TEXT
════════
Buddhism: Tibetan Buddhism
Buddhism: Tibetan Buddhism
Buddhism: Tibetan Buddhism
FOUNDED: Seventh–Eighth century c.e.
RELIGION AS A PERCENTAGE OF WORLD POPULATION: 0.003 percent
Tibetan Buddhism, which originated during the seventh and eighth centuries in Tibet, has approximately 20 million followers. Founded by the Indian masters Santaraksita and Padmasambhava, it is the major religion in Tibet; Bhutan; Mongolia; regions of China; the Russian republics of Tuva, Buryatia, and Kalmykia; and the Ladakh region of India. It is well represented in Nepal, the Indian states of Himachal Pradesh and Sikkim, India's northeastern border regions, and the Tibetan refugee settlements in northern India. Following the flight of the 14th Dalai Lama and thousands of his followers into exile in 1959, Tibetan Buddhism spread to many Western countries.
Drawing many of its ritual practices from Indian Tantric Buddhism, Tibetan Buddhism stresses that the body, speech, and mind must be engaged in order for the individual to gain enlightenment and that the guidance of the lama, or spiritual teacher, is essential to the individual's mastery of esoteric knowledge. The religion's four major sects are the Nyingma-pa, Sakya-pa, Kagyu-pa, and Geluk-pa.
════════
TASKS TO COMPLETE
1. Shorten the paragraph of the Tibetan Buddhism text that begins "Drawing many of its ritual practices," or turn it into a list, keeping its main facts.
2. Write what comes next in the text on Tibetan Buddhism, starting after its final sentence.

PROVIDED MATERIAL
════════
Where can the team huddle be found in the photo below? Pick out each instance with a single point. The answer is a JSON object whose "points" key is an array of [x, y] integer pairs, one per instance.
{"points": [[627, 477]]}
════════
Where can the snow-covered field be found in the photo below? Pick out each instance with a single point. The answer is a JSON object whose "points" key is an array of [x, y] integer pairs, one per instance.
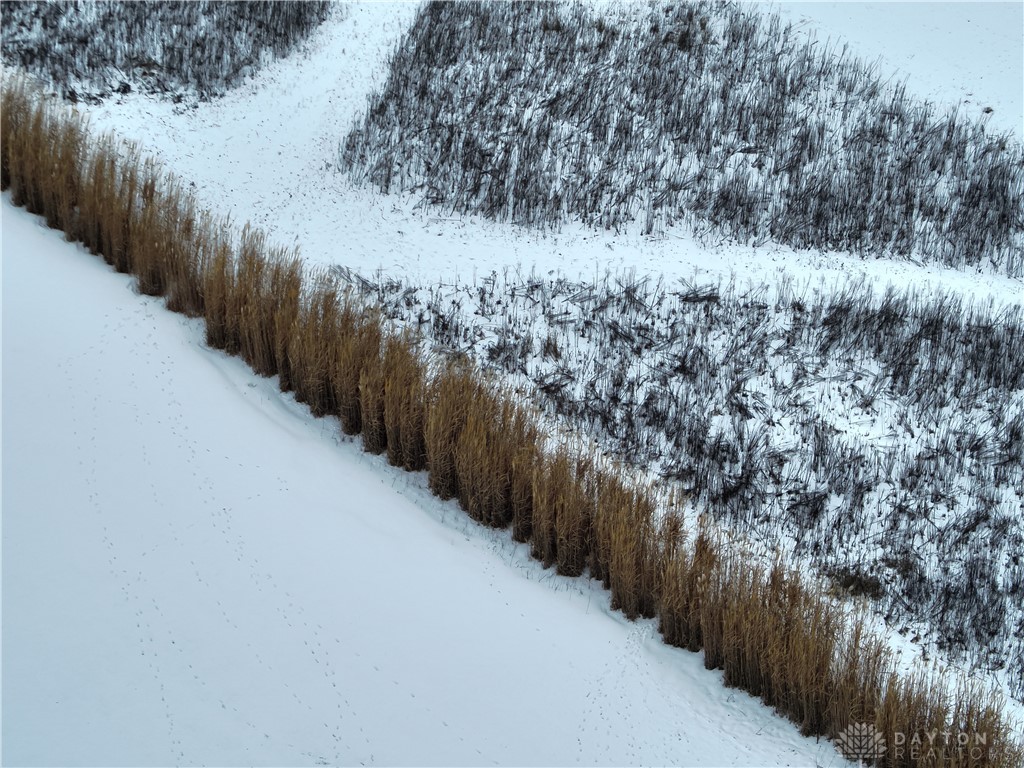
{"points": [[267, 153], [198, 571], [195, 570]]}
════════
TASK-BY-TASK ANSWERS
1. Tibetan Buddhism takes many ritual practices from Indian Tantric Buddhism. It holds that enlightenment requires engaging body, speech, and mind, and that a lama's guidance is essential for mastering esoteric knowledge. Its four major sects are the Nyingma-pa, Sakya-pa, Kagyu-pa, and Geluk-pa.

2.
The Tibetan king Songtsen Gampo (617–50) laid the foundation for Tibetan Buddhism by building temples for the Buddhist images brought to Tibet by his Nepalese and Chinese wives and by having a script developed for translating Buddhist texts into Tibetan. Trisong Detsen, who reigned from 754 to 797, invited to Tibet the great Indian Buddhist masters Santaraksita, who promoted the construction of the first Tibetan monastery, and Padmasambhava, a Tantric practitioner whose magical feats and charismatic presence drew many converts to Buddhism. During his reign from 815 to 836 the last Buddhist king, Ralpachen, sponsored the translation of the entire Buddhist canon into Tibetan. In the mid-ninth century the Tibetan kingdom disintegrated and Buddhism in central Tibet declined
A major Buddhist revival in Tibet began in the mideleventh century. The arrival of the Indian master Atisa (982–1054) inspired the emergence of a new Tibetan Buddhist sect, the Kadam-pa, whose members vowed strict adherence to an ascetic lifestyle. Atisa's contemporary Marpa (1012–96), a great transmitter of Indian Tantric doctrines who had learned in India how to transfer consciousness into another body or realm, ultimately inspired the development of the Kagyu-pa sect. Konchok Gyalpo (1034–1102) founded a monastery in Sakya in 1073 and established the Sakya-pa order. Those who continued the Tantric householder life introduced by Padmasambhava came to be called Nyingma-pa (followers of the old order).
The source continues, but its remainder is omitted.